DOCUMENT EXCERPT -
————————

# Emma's favorite pose



## Bailey&Me (Mar 8, 2010)

I thought I'd share some new pictures of little Miss Emma with all her aunties. She is about 18 and a half weeks old now and cute as a button! Today marks the 6 week anniversary of her being home with us...we have loved every minute of it! 

Emma is a very active and playful little puppy...but sometimes she likes to cuddle in her mama's lap and relax. When she does, her absolute favorite pose is laying on her back and having her little tummy rubbed. I think it is so adorable and also funny because her mommy, Cadie loves to do that too. Every time I have visited with Carina and the CloudClan, little social butterfly Cadie demands to be picked up, then will throw herself on her back and demand a tummy rub. So cute!! And so funny that her daughter, Emma does the exact same thing. 

Now for the pictures! 




Sent from my iPad using PG Free


----------



## Cyndilou (Jan 24, 2013)

She is way too cute. I think she and Ace are really close in age. He was born 10-27-2012. I use my phone to post and I promise I'm not illiterate. It just does that crazy correcting thing.


----------



## Furbabies mom (Jul 25, 2011)

Aww Nida she is so so cute! Just a little doll!


----------



## donnad (Aug 22, 2006)

Emma is such a little cutie!


----------



## preisa (Mar 7, 2013)

What a cute little face!!!!


Sent from Petguide.com Free App


----------



## bellaratamaltese (May 24, 2006)

Love her Nida!!!


----------



## Zoe's Mom88 (Apr 25, 2011)

She is gorgeous!! :wub:


----------



## Fluffdoll (Aug 9, 2012)

Oh she is the sweetest little thing!! Love her :wub::wub::wub:


----------



## AshleyAndSophiePup (Aug 24, 2012)

Emma, your so cute!! Your definitely workin it for the camera!


Sent from Petguide.com Free App


----------



## hoaloha (Jan 27, 2012)

Love...LOVE....LOVE her! <3 how could you resist rubbing that little belly?   she looks so clean and fluffy in these pics!


----------



## Snowbody (Jan 3, 2009)

Nida - 6 weeks already? :w00t: OMG - how time flies. She's as adorable as ever. I love the little "rub my tummy please" pose. I cannot wait to meet her at Nationals. :chili::chili:


----------



## IzzysBellasMom (Jan 16, 2013)

OMG all these new babies!! She is pure CUTENESS!!! How can you not just love that little face!


----------



## StevieB (Feb 2, 2012)

————————

WORK TO COMPLETE -
**a.** Reproduce the stretch of the forum thread about Emma from "## Snowbody (Jan" through "(Jan 16, 2013)".
**b.** In the forum thread about Emma, what is the name of Emma's mother?

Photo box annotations

————————

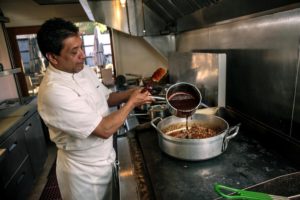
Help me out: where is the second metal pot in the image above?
[151,114,239,161]
[153,82,208,118]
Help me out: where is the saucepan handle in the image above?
[151,117,162,132]
[151,96,166,101]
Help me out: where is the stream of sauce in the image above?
[169,92,199,137]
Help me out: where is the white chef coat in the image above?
[38,66,115,200]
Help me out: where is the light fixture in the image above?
[120,0,126,7]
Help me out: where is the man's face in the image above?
[48,35,85,73]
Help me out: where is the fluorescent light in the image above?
[120,0,126,7]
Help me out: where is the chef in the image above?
[37,18,153,200]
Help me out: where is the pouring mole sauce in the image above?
[166,82,202,138]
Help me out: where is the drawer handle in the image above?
[0,149,6,160]
[17,172,26,185]
[25,123,32,131]
[8,142,18,152]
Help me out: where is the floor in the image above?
[28,142,57,200]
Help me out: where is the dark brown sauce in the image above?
[169,92,199,138]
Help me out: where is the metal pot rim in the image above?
[157,114,229,144]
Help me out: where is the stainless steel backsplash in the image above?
[175,8,300,141]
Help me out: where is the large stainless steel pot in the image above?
[151,114,240,161]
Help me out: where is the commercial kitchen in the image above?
[0,0,300,200]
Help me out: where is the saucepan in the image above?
[153,82,208,118]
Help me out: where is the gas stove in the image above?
[118,109,300,200]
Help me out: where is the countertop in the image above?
[118,108,300,200]
[0,98,37,143]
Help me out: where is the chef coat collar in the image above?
[49,64,83,78]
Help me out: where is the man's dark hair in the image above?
[37,18,79,58]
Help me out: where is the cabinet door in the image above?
[22,113,47,177]
[0,128,27,184]
[0,156,34,200]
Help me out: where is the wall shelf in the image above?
[0,68,21,77]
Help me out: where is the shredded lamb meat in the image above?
[162,123,219,139]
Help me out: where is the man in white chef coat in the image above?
[37,18,153,200]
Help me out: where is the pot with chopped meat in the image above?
[151,114,240,161]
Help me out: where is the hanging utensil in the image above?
[214,184,289,200]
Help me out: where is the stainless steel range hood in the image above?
[35,0,300,57]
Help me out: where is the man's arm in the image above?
[92,89,153,138]
[107,88,138,107]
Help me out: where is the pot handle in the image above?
[151,117,162,132]
[222,123,241,152]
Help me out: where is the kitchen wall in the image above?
[0,0,88,27]
[112,31,168,77]
[0,0,167,89]
[176,9,300,145]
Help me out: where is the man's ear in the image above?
[46,53,58,65]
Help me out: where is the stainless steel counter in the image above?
[118,108,300,200]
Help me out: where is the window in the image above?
[16,22,114,95]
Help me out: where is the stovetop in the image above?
[117,108,299,200]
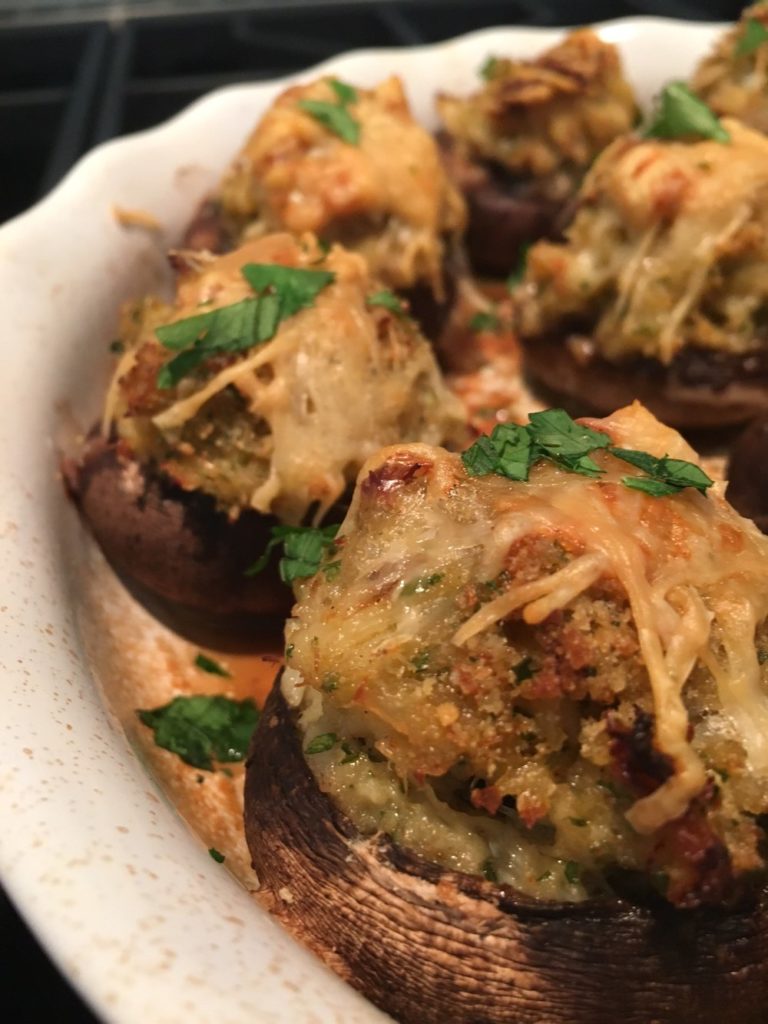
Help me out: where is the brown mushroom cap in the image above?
[65,437,291,615]
[437,132,570,278]
[522,335,768,430]
[245,679,768,1024]
[726,416,768,534]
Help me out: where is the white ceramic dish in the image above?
[0,18,719,1024]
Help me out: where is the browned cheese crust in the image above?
[437,30,637,275]
[516,121,768,428]
[245,684,768,1024]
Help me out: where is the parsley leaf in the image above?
[304,732,339,754]
[507,243,530,292]
[462,409,713,498]
[643,82,731,142]
[462,423,532,480]
[328,78,357,106]
[733,17,768,57]
[528,409,610,476]
[366,288,408,316]
[141,694,259,771]
[469,310,499,331]
[610,447,714,498]
[155,263,335,389]
[477,56,499,82]
[299,95,360,145]
[195,651,231,679]
[245,523,339,584]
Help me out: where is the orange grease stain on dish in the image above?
[73,540,283,892]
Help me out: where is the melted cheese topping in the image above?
[520,120,768,362]
[288,403,768,835]
[220,78,465,292]
[437,29,637,186]
[108,236,462,521]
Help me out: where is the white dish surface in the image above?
[0,18,722,1024]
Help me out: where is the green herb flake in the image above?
[136,694,259,771]
[411,650,430,676]
[469,309,500,333]
[400,572,442,597]
[195,651,232,679]
[304,732,339,754]
[328,78,357,106]
[733,17,768,57]
[477,56,500,82]
[299,96,360,145]
[339,739,362,765]
[245,523,339,584]
[512,656,537,683]
[480,857,499,882]
[366,288,408,316]
[155,263,335,390]
[563,860,582,886]
[644,82,731,143]
[610,447,714,498]
[507,244,530,292]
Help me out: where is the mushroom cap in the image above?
[245,678,768,1024]
[522,333,768,430]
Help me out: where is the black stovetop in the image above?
[0,0,741,1024]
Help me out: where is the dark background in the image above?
[0,0,742,1024]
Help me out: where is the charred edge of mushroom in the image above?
[436,132,572,278]
[522,334,768,429]
[725,416,768,534]
[245,679,768,1024]
[63,434,292,616]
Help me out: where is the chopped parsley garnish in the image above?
[400,572,442,597]
[507,244,530,292]
[304,732,339,754]
[733,17,768,57]
[195,651,231,679]
[366,288,408,316]
[136,694,259,771]
[477,56,499,82]
[610,447,713,498]
[339,739,362,765]
[299,78,360,145]
[643,82,731,142]
[469,310,499,332]
[245,523,340,584]
[462,409,713,498]
[155,263,336,389]
[564,860,582,886]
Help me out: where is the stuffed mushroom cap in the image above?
[691,3,768,132]
[283,406,768,908]
[437,29,637,200]
[516,119,768,424]
[104,234,462,523]
[204,77,466,299]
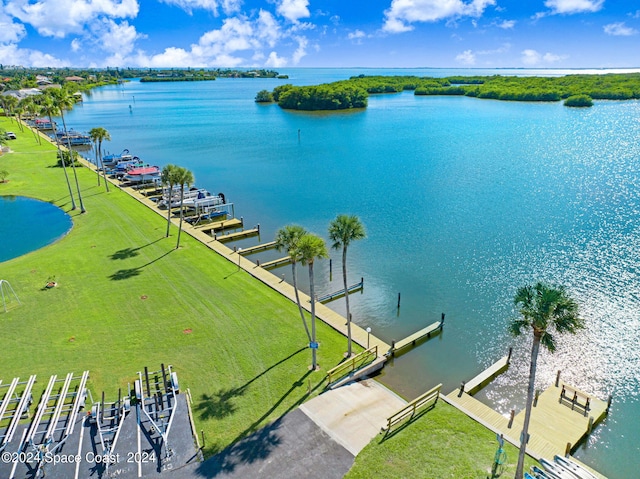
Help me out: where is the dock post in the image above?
[458,381,465,397]
[507,409,516,429]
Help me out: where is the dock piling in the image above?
[458,381,465,397]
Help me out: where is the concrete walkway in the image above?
[300,379,407,456]
[195,379,406,479]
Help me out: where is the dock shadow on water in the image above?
[108,249,175,281]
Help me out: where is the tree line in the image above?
[255,73,640,110]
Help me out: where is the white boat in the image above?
[538,459,580,479]
[553,456,598,479]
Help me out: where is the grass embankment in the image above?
[0,118,346,455]
[0,117,540,479]
[345,401,537,479]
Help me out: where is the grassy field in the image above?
[345,401,537,479]
[0,117,540,479]
[0,117,346,455]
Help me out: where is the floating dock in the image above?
[388,313,444,356]
[444,370,608,474]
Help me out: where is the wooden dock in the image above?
[258,256,291,269]
[388,314,444,356]
[194,218,244,233]
[460,349,511,396]
[444,382,607,468]
[317,278,364,304]
[213,228,260,243]
[240,241,276,256]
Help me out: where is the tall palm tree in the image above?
[47,88,87,213]
[89,126,111,193]
[175,166,194,249]
[276,225,311,341]
[295,233,329,371]
[329,215,367,357]
[160,164,180,238]
[40,96,76,210]
[509,282,584,479]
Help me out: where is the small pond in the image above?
[0,196,73,262]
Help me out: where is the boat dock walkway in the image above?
[443,370,608,470]
[389,313,444,356]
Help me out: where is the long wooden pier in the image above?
[194,218,244,233]
[388,313,444,356]
[240,241,276,256]
[460,348,512,396]
[318,278,364,303]
[258,256,291,269]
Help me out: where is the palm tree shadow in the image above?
[109,238,164,260]
[108,249,175,281]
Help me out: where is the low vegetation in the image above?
[263,73,640,110]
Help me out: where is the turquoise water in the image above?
[0,196,72,262]
[67,69,640,478]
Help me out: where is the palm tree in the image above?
[509,282,584,479]
[47,88,87,213]
[295,233,329,371]
[329,215,367,357]
[160,164,180,238]
[89,126,111,193]
[175,166,194,249]
[41,96,76,210]
[276,225,311,341]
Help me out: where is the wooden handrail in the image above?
[327,344,378,384]
[382,384,442,431]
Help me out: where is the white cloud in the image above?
[383,0,496,33]
[0,44,70,68]
[96,20,144,56]
[5,0,139,38]
[498,20,516,30]
[522,49,567,66]
[456,50,476,65]
[604,22,638,37]
[544,0,604,14]
[160,0,242,16]
[0,11,27,44]
[291,37,308,65]
[264,52,287,68]
[276,0,311,23]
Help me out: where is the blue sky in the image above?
[0,0,640,69]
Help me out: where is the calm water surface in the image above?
[67,69,640,478]
[0,196,72,263]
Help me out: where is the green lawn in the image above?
[345,401,537,479]
[0,117,540,479]
[0,117,347,455]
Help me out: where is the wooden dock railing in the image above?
[382,384,442,432]
[327,344,378,385]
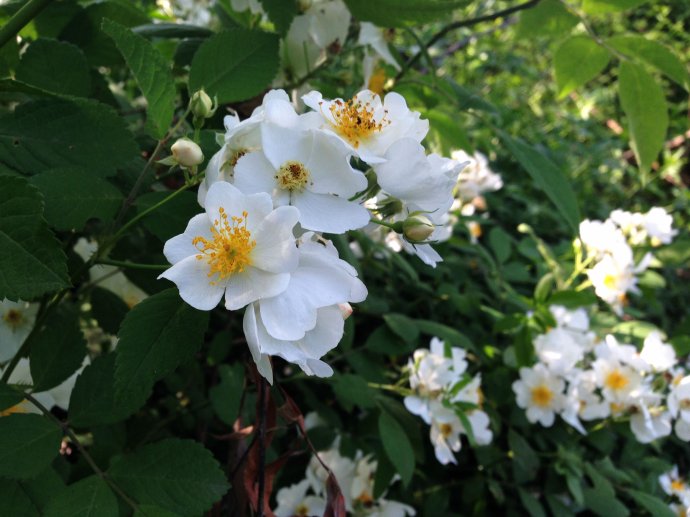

————————

ANSWERS BY TASK -
**a.**
## Snowbody (Jan 3, 2009)

Nida - 6 weeks already? :w00t: OMG - how time flies. She's as adorable as ever. I love the little "rub my tummy please" pose. I cannot wait to meet her at Nationals. :chili::chili:


----------



## IzzysBellasMom (Jan 16, 2013)

**b.** Cadie